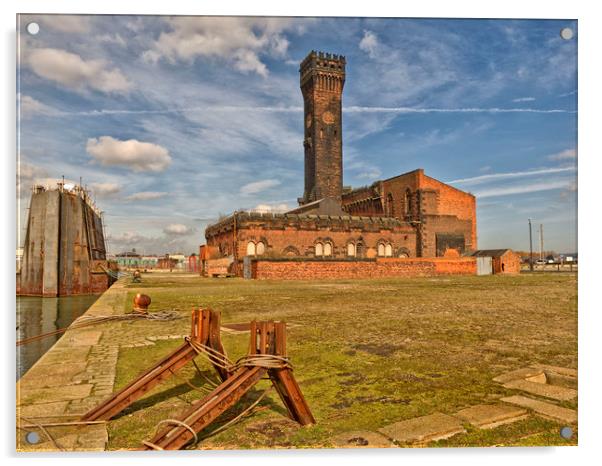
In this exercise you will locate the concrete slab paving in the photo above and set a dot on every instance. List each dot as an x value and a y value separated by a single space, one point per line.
83 338
55 408
541 389
558 370
543 408
86 361
490 416
362 439
424 429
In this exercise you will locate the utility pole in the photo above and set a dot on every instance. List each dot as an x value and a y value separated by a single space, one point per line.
541 241
530 247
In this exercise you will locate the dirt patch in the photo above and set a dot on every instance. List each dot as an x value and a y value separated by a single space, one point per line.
379 349
273 433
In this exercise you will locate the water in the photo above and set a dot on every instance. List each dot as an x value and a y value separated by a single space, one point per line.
40 315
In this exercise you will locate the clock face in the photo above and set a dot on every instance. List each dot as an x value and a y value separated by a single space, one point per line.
328 117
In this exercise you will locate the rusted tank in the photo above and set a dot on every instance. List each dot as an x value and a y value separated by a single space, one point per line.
64 250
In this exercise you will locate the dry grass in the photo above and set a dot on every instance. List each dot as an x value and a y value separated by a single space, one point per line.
368 353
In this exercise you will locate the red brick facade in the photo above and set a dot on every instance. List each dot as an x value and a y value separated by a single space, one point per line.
322 77
410 215
370 268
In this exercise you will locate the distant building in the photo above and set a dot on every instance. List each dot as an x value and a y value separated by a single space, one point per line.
129 259
497 261
411 215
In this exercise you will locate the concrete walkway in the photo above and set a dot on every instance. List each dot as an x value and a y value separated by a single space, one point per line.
71 378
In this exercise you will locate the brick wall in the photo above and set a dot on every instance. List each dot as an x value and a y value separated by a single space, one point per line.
285 235
376 268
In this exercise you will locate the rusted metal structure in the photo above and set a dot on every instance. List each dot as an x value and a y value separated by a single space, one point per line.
205 330
266 356
64 250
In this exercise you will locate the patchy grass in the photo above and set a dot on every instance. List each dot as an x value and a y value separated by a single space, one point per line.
367 353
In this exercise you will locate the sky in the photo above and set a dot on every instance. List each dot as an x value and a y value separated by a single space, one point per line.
172 122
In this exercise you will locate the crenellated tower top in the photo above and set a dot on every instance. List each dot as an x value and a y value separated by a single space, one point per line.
324 70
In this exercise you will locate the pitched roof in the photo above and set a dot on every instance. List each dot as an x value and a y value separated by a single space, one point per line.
490 252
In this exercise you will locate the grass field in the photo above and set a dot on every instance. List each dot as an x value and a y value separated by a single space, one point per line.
367 353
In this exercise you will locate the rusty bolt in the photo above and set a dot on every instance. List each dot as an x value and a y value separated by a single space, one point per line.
141 303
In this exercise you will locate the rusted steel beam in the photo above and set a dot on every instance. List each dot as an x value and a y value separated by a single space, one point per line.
203 412
204 322
267 338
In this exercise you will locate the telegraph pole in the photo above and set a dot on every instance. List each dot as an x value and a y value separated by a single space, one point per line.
541 241
530 247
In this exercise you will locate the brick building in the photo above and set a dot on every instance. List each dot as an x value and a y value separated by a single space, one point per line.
407 216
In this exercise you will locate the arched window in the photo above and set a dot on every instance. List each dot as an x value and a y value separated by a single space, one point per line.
390 209
408 203
260 248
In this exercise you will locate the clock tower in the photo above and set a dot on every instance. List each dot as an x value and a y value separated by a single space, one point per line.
322 79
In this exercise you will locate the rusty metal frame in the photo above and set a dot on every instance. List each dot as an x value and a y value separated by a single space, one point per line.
205 329
266 338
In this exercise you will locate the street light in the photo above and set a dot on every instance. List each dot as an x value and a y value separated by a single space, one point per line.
530 247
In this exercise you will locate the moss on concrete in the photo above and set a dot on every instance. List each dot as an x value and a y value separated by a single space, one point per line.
367 353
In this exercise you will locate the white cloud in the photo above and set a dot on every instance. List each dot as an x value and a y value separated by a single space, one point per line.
105 189
400 110
177 229
522 189
274 208
30 106
258 186
369 43
237 40
134 154
27 175
72 24
499 176
112 39
146 196
524 99
568 154
72 71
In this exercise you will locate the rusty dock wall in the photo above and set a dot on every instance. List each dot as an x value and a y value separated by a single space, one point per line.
64 250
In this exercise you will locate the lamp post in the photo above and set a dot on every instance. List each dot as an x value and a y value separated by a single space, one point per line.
530 247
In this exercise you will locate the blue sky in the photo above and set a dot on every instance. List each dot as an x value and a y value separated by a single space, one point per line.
175 121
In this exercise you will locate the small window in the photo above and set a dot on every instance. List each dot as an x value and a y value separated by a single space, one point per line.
260 248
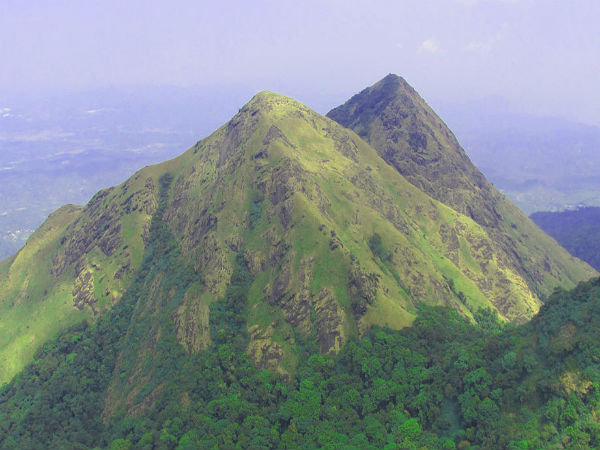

---

THE REQUEST:
Report how many lines in the rows above contain the string "rusty". Give only the number.

THE COMPLETED TASK:
3